What you need to do: Please transcribe, word for word, the line containing "Field-scouting task: mark every instance of the white mansion" and every line after it through the end of the records below, and nothing else.

Task input:
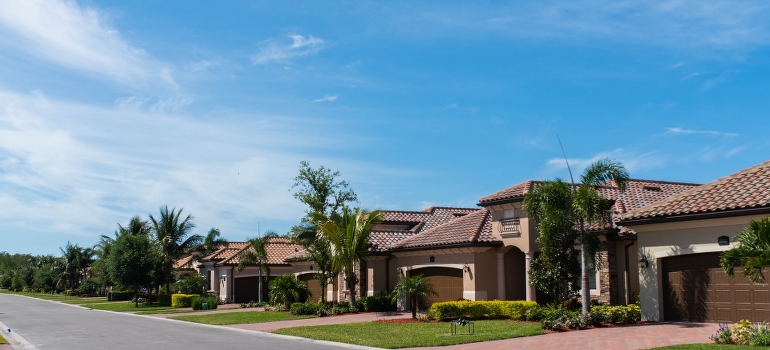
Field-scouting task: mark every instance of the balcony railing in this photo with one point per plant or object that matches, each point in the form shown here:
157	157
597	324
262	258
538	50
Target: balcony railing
510	225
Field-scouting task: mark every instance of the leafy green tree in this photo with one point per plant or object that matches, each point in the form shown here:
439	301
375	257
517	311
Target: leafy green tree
416	289
349	243
191	284
324	195
286	289
131	262
751	251
212	242
256	255
584	207
174	238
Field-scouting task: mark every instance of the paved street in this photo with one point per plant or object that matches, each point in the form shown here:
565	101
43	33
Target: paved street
52	326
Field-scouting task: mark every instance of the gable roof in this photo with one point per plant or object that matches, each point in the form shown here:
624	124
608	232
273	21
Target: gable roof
474	228
744	190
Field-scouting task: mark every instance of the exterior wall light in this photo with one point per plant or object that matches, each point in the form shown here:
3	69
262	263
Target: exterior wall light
644	263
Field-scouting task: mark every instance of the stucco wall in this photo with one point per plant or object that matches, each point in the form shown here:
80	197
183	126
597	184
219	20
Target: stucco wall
658	241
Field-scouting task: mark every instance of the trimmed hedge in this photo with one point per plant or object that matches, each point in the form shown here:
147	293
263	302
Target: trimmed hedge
617	314
197	302
182	300
164	299
515	310
120	296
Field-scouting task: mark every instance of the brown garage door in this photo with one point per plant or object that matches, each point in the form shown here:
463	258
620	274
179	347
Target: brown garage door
447	282
312	286
696	288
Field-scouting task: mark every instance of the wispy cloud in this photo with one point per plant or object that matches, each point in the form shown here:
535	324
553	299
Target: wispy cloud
677	24
328	98
633	161
76	37
272	51
682	131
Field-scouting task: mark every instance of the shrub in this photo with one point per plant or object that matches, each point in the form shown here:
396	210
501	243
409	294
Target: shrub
743	332
378	303
197	302
761	335
120	296
617	314
306	308
182	300
515	310
164	299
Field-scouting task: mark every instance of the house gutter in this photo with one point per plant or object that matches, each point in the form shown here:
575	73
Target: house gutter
695	216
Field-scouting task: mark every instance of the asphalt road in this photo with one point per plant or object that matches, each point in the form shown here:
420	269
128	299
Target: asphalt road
53	326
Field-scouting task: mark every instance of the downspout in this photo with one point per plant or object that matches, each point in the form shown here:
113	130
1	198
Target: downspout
628	273
387	273
232	284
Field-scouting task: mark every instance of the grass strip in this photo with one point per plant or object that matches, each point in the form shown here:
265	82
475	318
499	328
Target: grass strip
404	335
240	317
707	347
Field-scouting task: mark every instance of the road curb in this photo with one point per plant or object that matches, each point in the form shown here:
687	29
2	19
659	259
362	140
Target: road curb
17	342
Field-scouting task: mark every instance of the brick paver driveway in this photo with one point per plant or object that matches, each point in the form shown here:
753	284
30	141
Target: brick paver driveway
643	336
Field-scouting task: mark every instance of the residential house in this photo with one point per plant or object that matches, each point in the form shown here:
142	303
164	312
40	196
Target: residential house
680	241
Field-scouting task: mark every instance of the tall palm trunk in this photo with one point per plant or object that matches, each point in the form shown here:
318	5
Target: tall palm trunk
585	287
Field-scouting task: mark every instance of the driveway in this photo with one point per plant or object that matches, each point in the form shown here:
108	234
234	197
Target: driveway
50	325
643	336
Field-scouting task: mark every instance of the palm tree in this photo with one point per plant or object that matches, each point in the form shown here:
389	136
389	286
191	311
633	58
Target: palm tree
752	251
256	254
173	238
588	208
416	288
212	242
349	242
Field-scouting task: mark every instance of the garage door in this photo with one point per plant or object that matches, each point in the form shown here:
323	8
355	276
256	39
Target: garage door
447	282
312	286
696	288
246	289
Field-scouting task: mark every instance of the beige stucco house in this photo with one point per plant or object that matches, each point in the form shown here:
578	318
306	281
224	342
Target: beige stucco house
680	240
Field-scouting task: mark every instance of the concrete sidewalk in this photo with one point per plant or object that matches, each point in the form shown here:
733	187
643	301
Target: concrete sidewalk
319	321
642	336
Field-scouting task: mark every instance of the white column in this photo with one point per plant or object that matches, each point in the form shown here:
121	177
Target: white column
528	256
501	276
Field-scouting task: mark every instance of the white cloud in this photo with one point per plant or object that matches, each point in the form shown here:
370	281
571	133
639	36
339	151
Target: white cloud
682	131
634	162
328	98
300	46
76	37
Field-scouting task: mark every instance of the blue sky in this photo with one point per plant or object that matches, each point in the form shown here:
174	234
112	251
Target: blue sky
109	109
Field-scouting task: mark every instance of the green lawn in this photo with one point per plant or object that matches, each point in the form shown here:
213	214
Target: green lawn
55	297
240	317
124	306
708	347
403	335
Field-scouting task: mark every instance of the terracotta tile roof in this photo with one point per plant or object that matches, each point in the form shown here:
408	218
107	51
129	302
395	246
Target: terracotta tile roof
278	249
513	192
422	221
749	188
472	228
226	252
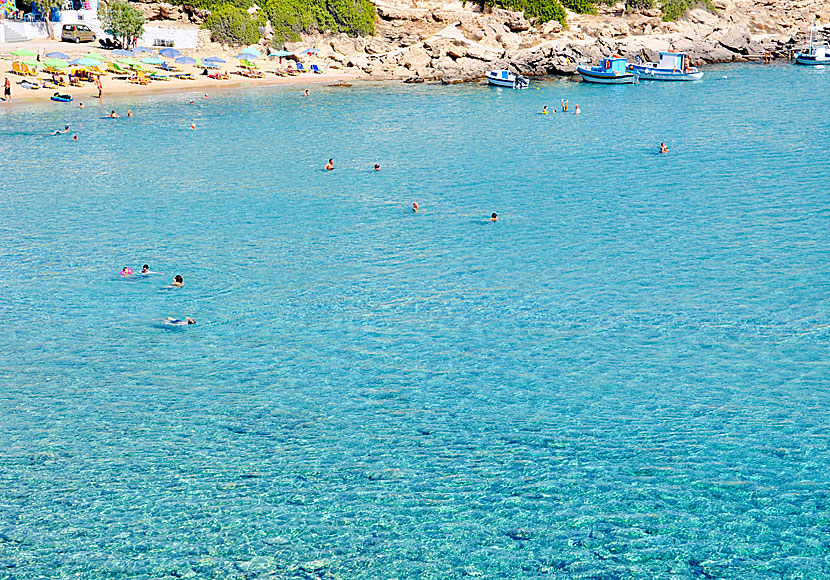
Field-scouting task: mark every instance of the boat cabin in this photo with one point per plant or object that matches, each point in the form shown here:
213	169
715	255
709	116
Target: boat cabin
673	61
614	65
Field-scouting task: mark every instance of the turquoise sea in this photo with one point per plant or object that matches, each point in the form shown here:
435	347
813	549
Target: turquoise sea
624	377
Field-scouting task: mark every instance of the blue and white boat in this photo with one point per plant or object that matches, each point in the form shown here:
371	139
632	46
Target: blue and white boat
814	55
612	71
672	66
505	78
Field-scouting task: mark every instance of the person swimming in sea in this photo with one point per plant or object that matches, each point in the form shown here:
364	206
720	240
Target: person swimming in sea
178	321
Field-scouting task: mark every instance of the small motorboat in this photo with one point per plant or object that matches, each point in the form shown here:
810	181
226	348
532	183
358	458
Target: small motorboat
612	71
672	66
505	78
815	54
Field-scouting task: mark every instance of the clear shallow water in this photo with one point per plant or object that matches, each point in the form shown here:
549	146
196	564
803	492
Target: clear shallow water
625	377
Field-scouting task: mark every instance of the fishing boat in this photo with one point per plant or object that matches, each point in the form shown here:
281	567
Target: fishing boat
612	71
814	55
505	78
672	66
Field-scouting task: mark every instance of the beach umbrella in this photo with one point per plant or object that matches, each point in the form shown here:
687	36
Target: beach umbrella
55	63
83	61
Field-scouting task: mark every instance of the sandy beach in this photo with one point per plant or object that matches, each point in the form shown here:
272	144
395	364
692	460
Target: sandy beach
114	85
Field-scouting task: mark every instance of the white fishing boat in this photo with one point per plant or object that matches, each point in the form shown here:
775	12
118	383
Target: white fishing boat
505	78
672	66
815	54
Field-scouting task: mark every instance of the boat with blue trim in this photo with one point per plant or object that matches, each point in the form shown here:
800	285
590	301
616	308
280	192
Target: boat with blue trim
815	54
505	78
672	66
612	71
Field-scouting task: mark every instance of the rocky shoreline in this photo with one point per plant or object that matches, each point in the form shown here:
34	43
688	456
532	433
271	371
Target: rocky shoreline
419	40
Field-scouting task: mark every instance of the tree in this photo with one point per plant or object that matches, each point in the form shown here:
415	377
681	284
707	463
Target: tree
122	20
46	7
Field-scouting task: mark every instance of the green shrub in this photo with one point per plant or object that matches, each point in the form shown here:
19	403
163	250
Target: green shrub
289	18
232	25
674	9
580	6
541	10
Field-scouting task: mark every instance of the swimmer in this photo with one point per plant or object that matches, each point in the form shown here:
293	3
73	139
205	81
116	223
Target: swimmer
178	321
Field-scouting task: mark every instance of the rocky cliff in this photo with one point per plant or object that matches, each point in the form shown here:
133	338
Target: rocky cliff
444	40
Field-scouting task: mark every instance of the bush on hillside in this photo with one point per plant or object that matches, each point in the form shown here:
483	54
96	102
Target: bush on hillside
542	10
580	6
232	25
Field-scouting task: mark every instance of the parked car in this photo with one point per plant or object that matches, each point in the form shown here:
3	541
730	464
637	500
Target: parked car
77	33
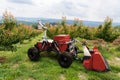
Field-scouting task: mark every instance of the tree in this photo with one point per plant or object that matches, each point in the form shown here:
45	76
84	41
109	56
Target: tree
8	20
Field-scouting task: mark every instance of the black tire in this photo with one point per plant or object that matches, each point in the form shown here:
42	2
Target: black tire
33	54
65	59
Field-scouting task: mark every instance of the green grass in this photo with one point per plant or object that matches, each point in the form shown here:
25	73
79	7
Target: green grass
17	66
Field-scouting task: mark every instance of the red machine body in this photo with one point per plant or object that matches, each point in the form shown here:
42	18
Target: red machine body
62	41
96	61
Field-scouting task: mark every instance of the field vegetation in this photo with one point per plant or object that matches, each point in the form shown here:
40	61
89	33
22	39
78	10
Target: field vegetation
15	64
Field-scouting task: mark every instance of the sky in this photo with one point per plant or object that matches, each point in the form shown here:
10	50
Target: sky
91	10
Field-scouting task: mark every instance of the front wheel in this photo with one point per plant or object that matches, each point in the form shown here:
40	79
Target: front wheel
33	54
65	59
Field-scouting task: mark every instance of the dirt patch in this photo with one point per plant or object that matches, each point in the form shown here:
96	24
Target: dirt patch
82	76
2	59
62	77
116	41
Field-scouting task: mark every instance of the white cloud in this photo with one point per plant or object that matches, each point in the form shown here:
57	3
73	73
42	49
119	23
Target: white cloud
84	9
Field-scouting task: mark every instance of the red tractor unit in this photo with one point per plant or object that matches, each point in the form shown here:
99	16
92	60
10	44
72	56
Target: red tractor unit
62	44
67	51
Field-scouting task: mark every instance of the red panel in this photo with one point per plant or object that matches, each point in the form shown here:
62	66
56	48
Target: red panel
39	45
61	40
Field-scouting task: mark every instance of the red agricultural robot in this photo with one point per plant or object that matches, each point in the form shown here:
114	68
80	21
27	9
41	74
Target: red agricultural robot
67	51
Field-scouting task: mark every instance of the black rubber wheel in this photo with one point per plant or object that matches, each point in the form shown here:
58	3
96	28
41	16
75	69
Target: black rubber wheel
33	54
65	59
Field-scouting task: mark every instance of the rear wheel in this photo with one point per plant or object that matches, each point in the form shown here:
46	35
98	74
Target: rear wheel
65	59
33	54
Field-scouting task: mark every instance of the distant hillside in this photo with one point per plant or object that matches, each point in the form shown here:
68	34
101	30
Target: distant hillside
30	21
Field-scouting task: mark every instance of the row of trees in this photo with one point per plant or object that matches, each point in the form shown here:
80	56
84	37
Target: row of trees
105	31
12	33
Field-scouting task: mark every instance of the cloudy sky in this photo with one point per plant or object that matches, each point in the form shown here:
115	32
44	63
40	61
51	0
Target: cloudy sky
93	10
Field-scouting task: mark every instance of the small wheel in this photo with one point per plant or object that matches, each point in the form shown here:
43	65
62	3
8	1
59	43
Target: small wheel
33	54
65	59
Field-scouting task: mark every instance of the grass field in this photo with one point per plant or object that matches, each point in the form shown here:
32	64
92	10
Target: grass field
17	66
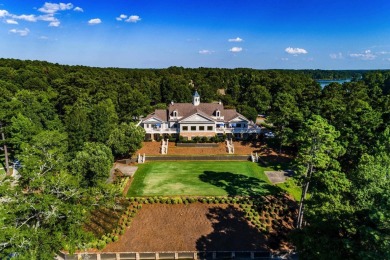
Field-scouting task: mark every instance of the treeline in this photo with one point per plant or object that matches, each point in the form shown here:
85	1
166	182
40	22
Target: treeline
65	124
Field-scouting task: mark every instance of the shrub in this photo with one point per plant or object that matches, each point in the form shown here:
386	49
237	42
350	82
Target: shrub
101	244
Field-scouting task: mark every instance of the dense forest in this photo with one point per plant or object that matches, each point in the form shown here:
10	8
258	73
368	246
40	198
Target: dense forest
66	124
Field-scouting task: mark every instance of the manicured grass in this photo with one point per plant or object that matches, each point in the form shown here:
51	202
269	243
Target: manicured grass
200	179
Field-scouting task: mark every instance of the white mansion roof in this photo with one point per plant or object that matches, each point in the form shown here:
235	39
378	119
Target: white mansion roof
184	111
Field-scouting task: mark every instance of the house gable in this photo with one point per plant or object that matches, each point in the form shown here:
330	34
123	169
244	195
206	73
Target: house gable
197	118
238	119
153	120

Finished exercise:
Field-scouting task: mark every instance of the white mansion roof in this photo with one point per plant or object that matches, each point in the form shown here:
235	39
378	119
Target: white mansion roof
184	111
Field-scouting task: mark every instance of the house gable in this photo with one point per plant or object that matches, each point in the form shown here:
330	34
123	169
244	195
206	73
Target: house gable
197	118
238	119
153	120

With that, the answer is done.